**TASKS AND EXERCISES**
**A)** List each town or city named in parentheses as a council's location in the passage on council mergers, counting each place once.
**B)** Resume the passage on council mergers after its last sentence and carry it further.

**PASSAGE SHOWN**
In 1993, the Boston Minuteman Council #227 was formed from the merger of Minuteman Council #240 (Stoneham, 1959–1993) and the Greater Boston Council #227 (Boston, 1980–1993), formerly Boston Council #227 (1921-1980 when only the name changed).

In 1966, the Quincy Council (Quincy, Massachusetts) (1918–1966) merged with the Boston Council.

In 1959, the Minuteman Council (Stoneham, 1959–1993) was formed from a merger of Sachem Council #223 (Lexington, 1926–1959), Fellsland Council #242 (Winchester, 1932–1959), and Quannopowitt Council #240 (Malden, 1993-1959).

The Cambridge Council #229 (Cambridge, 1919–2001) and their Kahagon Order of the Arrow Lodge #131 were merged into the Boston Minuteman Council in 2001.

(Dataset records)
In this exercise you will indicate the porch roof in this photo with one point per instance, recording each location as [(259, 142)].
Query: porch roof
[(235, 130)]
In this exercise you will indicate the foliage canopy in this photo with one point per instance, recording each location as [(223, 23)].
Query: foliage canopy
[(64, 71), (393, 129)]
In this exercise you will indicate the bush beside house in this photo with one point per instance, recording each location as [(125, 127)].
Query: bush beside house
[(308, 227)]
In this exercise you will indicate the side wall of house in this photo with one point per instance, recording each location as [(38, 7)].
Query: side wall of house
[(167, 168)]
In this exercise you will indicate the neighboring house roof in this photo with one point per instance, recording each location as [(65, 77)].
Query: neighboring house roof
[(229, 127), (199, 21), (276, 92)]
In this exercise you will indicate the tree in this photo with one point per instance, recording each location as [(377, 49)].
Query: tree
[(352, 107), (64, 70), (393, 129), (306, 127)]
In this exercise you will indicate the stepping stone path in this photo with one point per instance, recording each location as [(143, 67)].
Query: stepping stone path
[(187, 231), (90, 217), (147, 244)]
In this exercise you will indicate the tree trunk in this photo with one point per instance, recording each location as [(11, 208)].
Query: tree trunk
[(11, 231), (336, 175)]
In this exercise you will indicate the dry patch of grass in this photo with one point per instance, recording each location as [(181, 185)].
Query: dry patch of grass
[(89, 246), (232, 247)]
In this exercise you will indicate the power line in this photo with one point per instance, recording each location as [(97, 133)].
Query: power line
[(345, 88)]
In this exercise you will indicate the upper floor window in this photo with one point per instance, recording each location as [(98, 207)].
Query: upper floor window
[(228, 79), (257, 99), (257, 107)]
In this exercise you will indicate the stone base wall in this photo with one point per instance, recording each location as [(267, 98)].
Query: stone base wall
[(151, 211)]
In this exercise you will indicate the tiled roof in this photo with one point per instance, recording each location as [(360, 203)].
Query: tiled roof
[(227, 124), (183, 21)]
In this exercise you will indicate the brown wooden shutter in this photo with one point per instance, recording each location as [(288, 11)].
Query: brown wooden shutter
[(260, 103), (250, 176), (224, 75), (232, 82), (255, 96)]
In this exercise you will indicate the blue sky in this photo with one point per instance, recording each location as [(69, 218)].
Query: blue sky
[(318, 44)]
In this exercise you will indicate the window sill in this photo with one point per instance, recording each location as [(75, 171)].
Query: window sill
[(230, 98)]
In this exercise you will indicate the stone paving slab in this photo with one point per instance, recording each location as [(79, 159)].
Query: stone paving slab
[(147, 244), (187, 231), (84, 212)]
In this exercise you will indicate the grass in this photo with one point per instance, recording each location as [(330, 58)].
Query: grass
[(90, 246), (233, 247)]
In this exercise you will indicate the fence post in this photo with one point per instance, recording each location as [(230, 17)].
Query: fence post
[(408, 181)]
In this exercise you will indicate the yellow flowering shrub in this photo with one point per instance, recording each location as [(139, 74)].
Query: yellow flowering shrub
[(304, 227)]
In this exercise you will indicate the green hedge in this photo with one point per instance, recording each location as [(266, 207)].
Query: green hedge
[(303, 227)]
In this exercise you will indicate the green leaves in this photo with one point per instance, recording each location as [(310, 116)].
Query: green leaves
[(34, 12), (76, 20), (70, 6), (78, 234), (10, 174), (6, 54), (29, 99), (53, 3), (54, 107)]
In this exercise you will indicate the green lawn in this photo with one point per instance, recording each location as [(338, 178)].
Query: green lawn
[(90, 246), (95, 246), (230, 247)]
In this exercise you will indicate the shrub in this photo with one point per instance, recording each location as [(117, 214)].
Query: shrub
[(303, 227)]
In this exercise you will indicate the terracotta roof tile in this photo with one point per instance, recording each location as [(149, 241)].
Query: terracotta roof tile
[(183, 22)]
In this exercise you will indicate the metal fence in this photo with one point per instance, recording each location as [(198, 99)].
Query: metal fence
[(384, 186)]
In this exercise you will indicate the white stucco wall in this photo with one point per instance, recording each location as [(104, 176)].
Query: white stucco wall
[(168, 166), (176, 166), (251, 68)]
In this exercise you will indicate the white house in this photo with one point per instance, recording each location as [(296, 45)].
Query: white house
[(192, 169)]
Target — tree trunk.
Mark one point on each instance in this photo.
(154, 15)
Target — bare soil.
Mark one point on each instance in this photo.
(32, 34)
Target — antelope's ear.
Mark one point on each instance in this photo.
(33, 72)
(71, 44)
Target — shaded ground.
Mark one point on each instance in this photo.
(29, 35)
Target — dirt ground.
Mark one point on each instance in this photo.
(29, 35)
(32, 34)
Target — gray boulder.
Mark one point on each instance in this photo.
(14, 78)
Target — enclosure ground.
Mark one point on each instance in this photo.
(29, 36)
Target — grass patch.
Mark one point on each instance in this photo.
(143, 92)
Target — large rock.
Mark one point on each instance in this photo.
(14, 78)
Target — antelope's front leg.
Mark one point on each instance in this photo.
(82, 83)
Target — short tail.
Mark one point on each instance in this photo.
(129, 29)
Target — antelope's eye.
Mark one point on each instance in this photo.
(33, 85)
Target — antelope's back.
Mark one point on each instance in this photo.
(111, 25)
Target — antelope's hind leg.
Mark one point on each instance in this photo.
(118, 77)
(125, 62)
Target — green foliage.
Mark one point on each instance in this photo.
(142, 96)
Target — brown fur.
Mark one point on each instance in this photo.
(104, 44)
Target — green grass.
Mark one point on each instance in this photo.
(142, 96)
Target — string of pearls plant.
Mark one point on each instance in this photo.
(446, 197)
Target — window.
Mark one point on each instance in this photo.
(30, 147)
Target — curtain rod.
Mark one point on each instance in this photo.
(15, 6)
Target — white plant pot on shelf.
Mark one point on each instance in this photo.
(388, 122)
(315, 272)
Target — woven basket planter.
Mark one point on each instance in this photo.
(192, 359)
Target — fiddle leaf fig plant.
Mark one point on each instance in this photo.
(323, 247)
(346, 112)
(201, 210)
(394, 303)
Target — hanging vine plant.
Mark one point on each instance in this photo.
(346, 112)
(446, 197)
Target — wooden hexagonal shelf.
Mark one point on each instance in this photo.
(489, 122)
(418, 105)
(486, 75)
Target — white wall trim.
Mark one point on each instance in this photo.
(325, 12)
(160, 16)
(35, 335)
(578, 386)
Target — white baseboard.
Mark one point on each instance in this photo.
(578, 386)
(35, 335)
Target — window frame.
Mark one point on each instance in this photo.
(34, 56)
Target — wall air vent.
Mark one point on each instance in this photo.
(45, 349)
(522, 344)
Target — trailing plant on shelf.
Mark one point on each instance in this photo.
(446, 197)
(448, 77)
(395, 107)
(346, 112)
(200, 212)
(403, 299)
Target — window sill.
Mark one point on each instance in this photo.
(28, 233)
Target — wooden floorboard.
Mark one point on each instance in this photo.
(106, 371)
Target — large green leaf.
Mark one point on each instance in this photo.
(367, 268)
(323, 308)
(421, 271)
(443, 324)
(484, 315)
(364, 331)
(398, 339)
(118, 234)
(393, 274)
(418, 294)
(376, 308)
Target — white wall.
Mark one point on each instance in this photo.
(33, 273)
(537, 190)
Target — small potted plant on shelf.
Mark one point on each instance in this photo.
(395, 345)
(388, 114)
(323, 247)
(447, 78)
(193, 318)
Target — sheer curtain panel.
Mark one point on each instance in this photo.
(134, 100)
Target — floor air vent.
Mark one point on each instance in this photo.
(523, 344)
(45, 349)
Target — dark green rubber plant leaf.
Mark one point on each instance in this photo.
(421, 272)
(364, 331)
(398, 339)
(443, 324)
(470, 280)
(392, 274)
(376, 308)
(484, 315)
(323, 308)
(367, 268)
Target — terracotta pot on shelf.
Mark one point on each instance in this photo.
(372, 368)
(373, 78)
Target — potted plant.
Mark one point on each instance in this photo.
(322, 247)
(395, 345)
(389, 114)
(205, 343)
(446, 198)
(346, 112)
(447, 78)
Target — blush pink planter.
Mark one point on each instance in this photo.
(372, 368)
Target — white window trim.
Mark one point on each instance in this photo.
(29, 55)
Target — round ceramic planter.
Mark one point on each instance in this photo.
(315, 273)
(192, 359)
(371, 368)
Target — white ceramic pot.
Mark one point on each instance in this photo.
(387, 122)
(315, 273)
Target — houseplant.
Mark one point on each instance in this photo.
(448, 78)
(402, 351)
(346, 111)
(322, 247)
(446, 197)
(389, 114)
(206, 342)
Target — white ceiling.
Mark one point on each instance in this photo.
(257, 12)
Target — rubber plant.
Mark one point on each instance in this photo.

**TASK RESPONSES**
**A)** Stoneham, Boston, Quincy, Lexington, Winchester, Malden, Cambridge

**B)**
=== Yankee Clipper Council ===

Yankee Clipper Council was formed from a merger of the North Essex Council, North Bay Council, and Lone Tree Council in 1993. The Greater Lowell Council merged with Yankee Clipper in 2000, choosing it over three adjacent councils. The Greater Lowell District formed the fifth spoke on the ship's wheel totem of the YCC council strip. The council operated two camps in its final years: Wah-Tut-Ca Scout Reservation, a Boy Scout camp, and Lone Tree Scout Reservation for Cub Scouts and Boy Scouts, after selling Camp Onway in 2007.

==Organization==

The council is divided into the following districts:
- Flintlock District (includes the communities of Bedford, Burlington, Carlisle, Concord, Hanscom AFB, Lexington, Lincoln, North Reading, Reading, Stoneham, Wakefield, Winchester, and Woburn)
- Sons of Liberty District (includes the communities of Arlington, Belmont, Cambridge, Charlestown, Chelsea, East Boston, Everett, Malden, Medford, Melrose, Revere, Somerville, Waltham and Watertown)
- Great Blue Hill District (includes the communities of Allston, Back Bay, Beacon Hill, Brighton, Brookline, Dedham, Dorchester, Dover, Hyde Park, Islington, Jamaica Plain, Mattapan, Milton, Needham, Quincy, Roslindale, Roxbury, South Boston, West Roxbury, Westwood)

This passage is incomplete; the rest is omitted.